__Problem description__
Reproduce verbatim the portion of the article on OSHA inspections below, from "The United States" to "cover the private sector.".

__Provided passage__
..........
By Sean Stumbaugh
Opening the day’s mail, you come across a certified letter. As you scan the contents, your heart begins to beat a little faster and your mind races. OSHA has received a complaint about your department and is notifying you of an impending inspection. Like so much government communication, the notice is both vague and vaguely threatening. You wrack your brain for what could have been the impetus of the complaint. What did we do wrong? Will we pass the inspection?
The United States Occupational Safety and Health Administration (OSHA) was created by Congress under the Occupational Safety and Health Act in December 1970. The original legislation applied to all 50 states and covered workers in the private sector.
In 1972, individual states began adopting what is known as a “state plan.” Once approved by federal OSHA, state plans extend coverage to state and local government workers. Currently, there are 28 states or territories that have some form of a state plan. Each state plan applies to government employers and employees, but some states rely on the federal OSHA standards to cover the private sector.
Confused yet? The truth is that you don’t need to know all the intricacies of federal and state OSHA plans. But you do need to understand what rules apply in your state and which agency will arrive when OSHA comes to “visit.”
I have a little experience when it comes to an OSHA visit. When I was a training chief we received an internal complaint about one of our training practices. The OSHA inspector made notification that they were coming, but did not tell us what the complaint was about (OSHA complaints are typically anonymous). They did tell us that they were going to review our respiratory protection practices and wanted to see records for training, fit testing and maintenance of our self-contained breathing apparatus (SCBA). They also wanted to inspect some of the SCBA and turnout gear issued by the department. We had about a week’s notice and were able to gather the information requested prior to the inspection.
There is a long and boring political story that goes along with this episode regarding the source of the complaint; I will spare you the details. The result of the investigation was that our program was solid and we were doing things correctly; however, we did miss one important step when it came to an individual employee. For that mistake we were fined by OSHA the minimum fine that was in force at that time. We appealed the finding and the fine was waived because our program was otherwise in solid compliance with regulation. We didn’t have to pay the money but the deviation from regulation remained on our official record.
..........
__Given records__
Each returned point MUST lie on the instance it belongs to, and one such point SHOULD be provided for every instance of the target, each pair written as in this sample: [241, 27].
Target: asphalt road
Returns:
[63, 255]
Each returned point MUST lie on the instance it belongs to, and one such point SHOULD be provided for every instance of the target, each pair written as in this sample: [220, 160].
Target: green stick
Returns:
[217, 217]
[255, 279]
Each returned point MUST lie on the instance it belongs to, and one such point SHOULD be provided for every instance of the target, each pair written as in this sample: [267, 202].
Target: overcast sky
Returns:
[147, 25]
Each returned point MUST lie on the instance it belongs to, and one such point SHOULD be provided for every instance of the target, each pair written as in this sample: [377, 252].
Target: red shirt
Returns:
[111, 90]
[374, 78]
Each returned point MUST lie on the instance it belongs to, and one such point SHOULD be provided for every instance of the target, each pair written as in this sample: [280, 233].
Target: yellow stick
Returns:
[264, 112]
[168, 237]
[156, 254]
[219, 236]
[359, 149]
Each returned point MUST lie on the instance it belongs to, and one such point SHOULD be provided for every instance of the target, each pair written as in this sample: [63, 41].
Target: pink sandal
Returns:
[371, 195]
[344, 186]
..........
__Solution for this problem__
The United States Occupational Safety and Health Administration (OSHA) was created by Congress under the Occupational Safety and Health Act in December 1970. The original legislation applied to all 50 states and covered workers in the private sector.
In 1972, individual states began adopting what is known as a “state plan.” Once approved by federal OSHA, state plans extend coverage to state and local government workers. Currently, there are 28 states or territories that have some form of a state plan. Each state plan applies to government employers and employees, but some states rely on the federal OSHA standards to cover the private sector.